DIRECTIONS FOR THIS TASK
Every record below, from first to last, should be copied exactly; leave the pictures out.
== RECORDS FOR PROCESSING ==
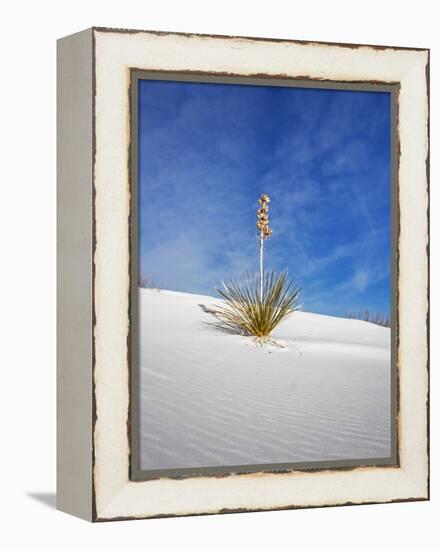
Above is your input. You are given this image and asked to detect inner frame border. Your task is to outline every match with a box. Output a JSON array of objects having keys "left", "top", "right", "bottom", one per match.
[{"left": 128, "top": 69, "right": 400, "bottom": 482}]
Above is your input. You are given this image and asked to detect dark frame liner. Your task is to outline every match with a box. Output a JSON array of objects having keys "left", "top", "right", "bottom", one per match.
[{"left": 129, "top": 69, "right": 400, "bottom": 482}]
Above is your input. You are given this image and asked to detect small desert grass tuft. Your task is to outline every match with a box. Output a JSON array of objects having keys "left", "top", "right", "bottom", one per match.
[
  {"left": 139, "top": 276, "right": 164, "bottom": 292},
  {"left": 345, "top": 310, "right": 390, "bottom": 328},
  {"left": 210, "top": 270, "right": 301, "bottom": 344}
]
===
WORKED SOLUTION
Above is your input. You are given this image and asked to detect inner frame border. Your task is to outline every match with a box. Output a JSON array of objects having keys "left", "top", "right", "bottom", one per match.
[{"left": 128, "top": 69, "right": 400, "bottom": 482}]
Above is your input. You are given this image and asked to detect dark frame liner. Your task is to outline every match with a box. Output a JSON array of objects having keys "left", "top", "right", "bottom", one per match.
[{"left": 129, "top": 69, "right": 400, "bottom": 482}]
Above is your input. You are given this image and asked to detect small desert grass tuft. Your task is to outline every match with a box. Output a JSON array of objects having keys "left", "top", "right", "bottom", one per match.
[
  {"left": 139, "top": 276, "right": 164, "bottom": 292},
  {"left": 345, "top": 310, "right": 390, "bottom": 328},
  {"left": 210, "top": 270, "right": 301, "bottom": 344}
]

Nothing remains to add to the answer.